• [ACTIONS TO TAKE]:
1. In the EPM quiz, condense the item that begins "Which of the following is not incorporated in Capital Budgeting?" into one sentence, keeping its options and marked answer.
2. According to the EPM quiz, what kind of decisions are capital budgeting decisions?
3. Using the EPM quiz, explain what determines how a responsibility center is classified.

120+ Enterprise Performance Management (EPM) Solved MCQs

1.

Capital Budgeting Decisions are:

A. Reversible
B. Irreversible
C. for short term
D. involves small amount
Answer» B. Irreversible
2.

Which of the following is not incorporated in Capital Budgeting?

A. Tax-Effect
B. Time Value of Money
C. Required Rate of Return
D. Rate of Cash Discount
Answer» D. Rate of Cash Discount
3.

PERT / CPM have to be used for proper ……………….. of all projects

A. planning
B. controlling
C. staffing
D. coordinating
Answer» B. controlling
4.

BSC is important for ………

A. creating strategy
B. controlling strategy
C. evaluating the performance of a strategy
D. mapping strategy
Answer» C. evaluating the performance of a strategy
5.

Classification of responsibility center is based on the nature of the monetary ……………

A. Inputs and/or outputs
B. Inputs and outputs
C. Inputs only
D. Outputs only
Answer» A. Inputs and/or outputs
6.

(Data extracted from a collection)
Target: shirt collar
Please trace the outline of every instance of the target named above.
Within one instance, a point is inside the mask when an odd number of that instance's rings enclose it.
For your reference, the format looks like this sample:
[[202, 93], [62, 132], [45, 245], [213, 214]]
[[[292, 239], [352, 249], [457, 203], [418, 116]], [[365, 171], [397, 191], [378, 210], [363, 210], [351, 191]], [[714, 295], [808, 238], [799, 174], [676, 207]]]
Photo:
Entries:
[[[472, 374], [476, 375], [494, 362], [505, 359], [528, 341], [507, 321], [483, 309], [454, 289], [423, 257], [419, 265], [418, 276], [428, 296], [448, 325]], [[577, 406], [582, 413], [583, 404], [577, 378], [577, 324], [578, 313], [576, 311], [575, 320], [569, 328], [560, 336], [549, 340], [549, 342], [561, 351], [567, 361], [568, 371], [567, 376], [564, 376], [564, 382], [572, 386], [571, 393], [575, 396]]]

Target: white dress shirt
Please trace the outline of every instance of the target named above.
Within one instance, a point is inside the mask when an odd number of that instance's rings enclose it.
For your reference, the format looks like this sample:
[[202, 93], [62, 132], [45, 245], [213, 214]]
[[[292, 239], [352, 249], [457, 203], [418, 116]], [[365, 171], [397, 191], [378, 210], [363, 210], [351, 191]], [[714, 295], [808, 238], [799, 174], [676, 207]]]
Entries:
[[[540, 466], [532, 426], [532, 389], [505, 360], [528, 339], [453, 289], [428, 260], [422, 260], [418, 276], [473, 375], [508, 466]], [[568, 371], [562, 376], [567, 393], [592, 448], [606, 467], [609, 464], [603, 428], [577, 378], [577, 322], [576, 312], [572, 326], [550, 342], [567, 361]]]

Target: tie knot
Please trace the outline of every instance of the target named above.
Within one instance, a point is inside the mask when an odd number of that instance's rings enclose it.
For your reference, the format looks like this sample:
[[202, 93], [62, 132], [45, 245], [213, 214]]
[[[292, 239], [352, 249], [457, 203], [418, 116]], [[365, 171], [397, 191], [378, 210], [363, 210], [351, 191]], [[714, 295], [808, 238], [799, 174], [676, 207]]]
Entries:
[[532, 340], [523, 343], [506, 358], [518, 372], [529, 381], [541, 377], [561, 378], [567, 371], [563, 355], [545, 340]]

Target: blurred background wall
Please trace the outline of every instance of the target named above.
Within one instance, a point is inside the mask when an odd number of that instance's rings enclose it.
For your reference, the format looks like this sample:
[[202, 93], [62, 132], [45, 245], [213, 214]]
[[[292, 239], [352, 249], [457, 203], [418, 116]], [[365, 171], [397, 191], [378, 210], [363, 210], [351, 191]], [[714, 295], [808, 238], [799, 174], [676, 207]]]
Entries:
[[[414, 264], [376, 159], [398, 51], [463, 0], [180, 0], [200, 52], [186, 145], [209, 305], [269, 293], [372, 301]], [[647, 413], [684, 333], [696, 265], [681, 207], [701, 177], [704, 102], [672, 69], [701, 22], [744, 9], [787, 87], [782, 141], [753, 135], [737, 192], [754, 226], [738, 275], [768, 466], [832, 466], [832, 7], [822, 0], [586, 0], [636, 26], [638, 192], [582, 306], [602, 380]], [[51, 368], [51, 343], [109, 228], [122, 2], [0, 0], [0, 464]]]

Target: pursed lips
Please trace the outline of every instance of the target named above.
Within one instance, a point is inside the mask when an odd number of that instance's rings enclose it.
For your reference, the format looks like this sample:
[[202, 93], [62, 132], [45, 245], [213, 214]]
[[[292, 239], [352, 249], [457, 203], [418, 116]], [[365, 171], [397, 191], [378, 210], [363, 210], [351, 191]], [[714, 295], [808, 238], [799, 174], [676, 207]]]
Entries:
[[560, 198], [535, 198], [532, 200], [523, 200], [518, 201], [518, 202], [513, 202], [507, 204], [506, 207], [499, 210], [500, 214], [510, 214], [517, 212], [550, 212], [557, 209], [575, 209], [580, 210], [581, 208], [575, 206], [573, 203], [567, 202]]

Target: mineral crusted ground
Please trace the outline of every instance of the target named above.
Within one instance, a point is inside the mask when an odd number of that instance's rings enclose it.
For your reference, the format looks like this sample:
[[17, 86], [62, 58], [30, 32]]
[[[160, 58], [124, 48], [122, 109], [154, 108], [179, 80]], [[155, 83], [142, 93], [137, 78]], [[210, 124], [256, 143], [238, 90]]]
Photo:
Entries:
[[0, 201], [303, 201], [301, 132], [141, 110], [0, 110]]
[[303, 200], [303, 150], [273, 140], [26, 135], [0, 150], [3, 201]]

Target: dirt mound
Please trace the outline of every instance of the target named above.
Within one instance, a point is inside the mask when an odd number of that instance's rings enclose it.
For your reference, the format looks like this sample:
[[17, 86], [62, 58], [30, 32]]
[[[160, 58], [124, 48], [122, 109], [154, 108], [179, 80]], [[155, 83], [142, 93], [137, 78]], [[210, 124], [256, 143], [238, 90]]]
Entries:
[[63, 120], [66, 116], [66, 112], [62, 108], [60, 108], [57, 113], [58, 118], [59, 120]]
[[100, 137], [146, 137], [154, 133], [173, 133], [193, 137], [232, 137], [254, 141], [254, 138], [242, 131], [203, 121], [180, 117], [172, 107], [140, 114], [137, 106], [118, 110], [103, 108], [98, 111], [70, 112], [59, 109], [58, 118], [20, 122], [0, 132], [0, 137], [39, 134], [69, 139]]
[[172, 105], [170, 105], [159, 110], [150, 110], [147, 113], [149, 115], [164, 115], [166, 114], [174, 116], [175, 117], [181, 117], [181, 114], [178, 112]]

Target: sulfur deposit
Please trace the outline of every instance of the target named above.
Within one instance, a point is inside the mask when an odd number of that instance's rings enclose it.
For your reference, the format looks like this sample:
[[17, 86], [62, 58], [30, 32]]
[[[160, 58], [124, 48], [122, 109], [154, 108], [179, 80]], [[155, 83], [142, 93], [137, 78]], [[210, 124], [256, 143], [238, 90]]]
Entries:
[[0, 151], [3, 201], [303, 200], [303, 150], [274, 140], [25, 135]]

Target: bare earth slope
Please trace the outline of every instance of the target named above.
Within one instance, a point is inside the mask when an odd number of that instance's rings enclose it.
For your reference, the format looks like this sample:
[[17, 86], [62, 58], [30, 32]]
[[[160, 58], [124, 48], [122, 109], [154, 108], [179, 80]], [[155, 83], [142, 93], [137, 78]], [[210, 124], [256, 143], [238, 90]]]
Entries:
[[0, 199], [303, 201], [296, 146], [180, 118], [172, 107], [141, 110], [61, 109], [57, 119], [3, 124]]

• [SOLUTIONS FOR EACH TASK]:
1. Capital budgeting incorporates tax effect, time value of money and the required rate of return, but not the rate of cash discount.

2. They are irreversible.

3. A responsibility center is classified according to the nature of its monetary inputs and/or outputs.